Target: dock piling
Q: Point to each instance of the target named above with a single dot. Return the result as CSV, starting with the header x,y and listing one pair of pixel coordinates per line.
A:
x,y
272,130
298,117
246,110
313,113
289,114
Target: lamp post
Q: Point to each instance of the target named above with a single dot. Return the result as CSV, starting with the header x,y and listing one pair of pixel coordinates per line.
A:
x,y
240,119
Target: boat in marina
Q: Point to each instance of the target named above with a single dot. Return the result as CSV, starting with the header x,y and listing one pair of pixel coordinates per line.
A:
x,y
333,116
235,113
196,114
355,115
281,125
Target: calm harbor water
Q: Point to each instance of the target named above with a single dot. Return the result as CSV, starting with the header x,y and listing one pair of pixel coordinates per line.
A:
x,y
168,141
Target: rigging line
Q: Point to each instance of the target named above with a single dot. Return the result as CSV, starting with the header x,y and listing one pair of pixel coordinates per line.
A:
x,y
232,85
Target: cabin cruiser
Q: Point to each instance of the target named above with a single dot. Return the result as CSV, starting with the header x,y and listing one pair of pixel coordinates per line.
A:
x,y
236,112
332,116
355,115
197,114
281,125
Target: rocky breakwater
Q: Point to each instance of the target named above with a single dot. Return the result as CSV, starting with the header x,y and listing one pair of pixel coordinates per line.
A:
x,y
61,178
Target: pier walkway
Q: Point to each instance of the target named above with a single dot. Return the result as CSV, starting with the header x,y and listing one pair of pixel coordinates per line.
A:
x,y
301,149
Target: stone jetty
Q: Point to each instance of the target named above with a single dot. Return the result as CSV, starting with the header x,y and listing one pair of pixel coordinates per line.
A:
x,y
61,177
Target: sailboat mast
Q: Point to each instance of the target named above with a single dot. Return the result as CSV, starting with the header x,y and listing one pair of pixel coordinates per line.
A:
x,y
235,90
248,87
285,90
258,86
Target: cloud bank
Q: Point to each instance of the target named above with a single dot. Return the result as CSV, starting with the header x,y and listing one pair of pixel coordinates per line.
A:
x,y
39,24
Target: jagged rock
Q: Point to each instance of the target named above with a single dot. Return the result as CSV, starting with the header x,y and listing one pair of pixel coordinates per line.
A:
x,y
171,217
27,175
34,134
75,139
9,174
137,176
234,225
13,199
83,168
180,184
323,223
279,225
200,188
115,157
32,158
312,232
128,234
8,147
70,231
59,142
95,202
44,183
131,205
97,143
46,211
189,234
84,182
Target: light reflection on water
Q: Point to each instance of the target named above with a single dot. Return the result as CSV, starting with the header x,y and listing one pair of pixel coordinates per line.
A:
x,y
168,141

* * * *

> TO DO
Print out the entire listing. Keep every line exact.

> EXERCISE OUTPUT
Target: dock piling
Q: Point to each instance of the target named above with a single dot. Return the result as CSV, starting with the header x,y and listing one pair of pixel coordinates per line.
A:
x,y
272,130
298,117
246,110
313,113
289,114
Target: lamp post
Q: Point to each instance of the target named above with a single dot. Return the result as CSV, starting with the header x,y and listing one pair of pixel coordinates per line.
A:
x,y
240,119
Target: boat in marina
Q: Point to each instance of the target named above with a single dot. Return the result as CSV, starting with the header x,y and listing one pair of pixel coordinates per line.
A:
x,y
333,116
235,113
196,114
355,115
281,125
Target: calm harbor water
Q: Point to each instance of the target named above with a single dot. Return the result as CSV, starting with the header x,y and listing one pair of pixel coordinates per line.
A:
x,y
168,141
Target: rigging line
Q: Point to each instance of the target named above with a single dot. Return the result as CSV, starting with the header x,y and listing one pair of pixel coordinates per line.
A:
x,y
232,85
Target: cabin cruiser
Q: Point to each instance of the target named above with a single dot. Return the result as CSV, starting with the header x,y and listing one pair of pixel coordinates per line.
A:
x,y
236,112
332,116
355,115
197,114
281,125
Target: rocky breakwater
Q: Point to each instance of the target named above with a single dot. Return the result as CSV, starting with the header x,y and listing one pair of pixel coordinates per line.
A:
x,y
61,178
Target: pier walkway
Q: Point to each instance of the target named above with a single dot. Return the result as CSV, starting with the header x,y and listing one pair of pixel coordinates per line.
A:
x,y
301,149
Target: stone jetty
Q: Point to each instance of the target named above with a single dot. Return the result as CSV, starting with the header x,y and listing one pair of pixel coordinates per line.
A:
x,y
61,177
Target: sailboat mast
Q: Point to each instance of the target named above with a single dot. Return the result as CSV, starting with the header x,y and listing one pair of pixel coordinates per line.
A:
x,y
235,90
248,87
285,90
258,86
Target: cloud bank
Q: Point to each instance of the target named above with a single dot. Return the result as CSV, starting with the header x,y and listing one pair of pixel coordinates per line.
A:
x,y
39,24
Target: jagged rock
Q: Point to each instance of the target named above with a single dot. Return the result as CSV, starting with the header x,y and listing one pair of pixel coordinates per line.
A:
x,y
171,217
27,175
34,134
75,139
9,174
137,176
234,225
13,199
83,168
180,184
323,223
279,225
200,188
115,157
32,158
312,232
128,234
8,147
70,231
59,142
95,202
44,183
131,205
97,143
46,211
189,234
84,182
Target: light reflection on water
Q: Point to each instance of the target named above with a single dot. Return the result as CSV, starting with the header x,y and listing one pair of pixel coordinates per line.
A:
x,y
168,141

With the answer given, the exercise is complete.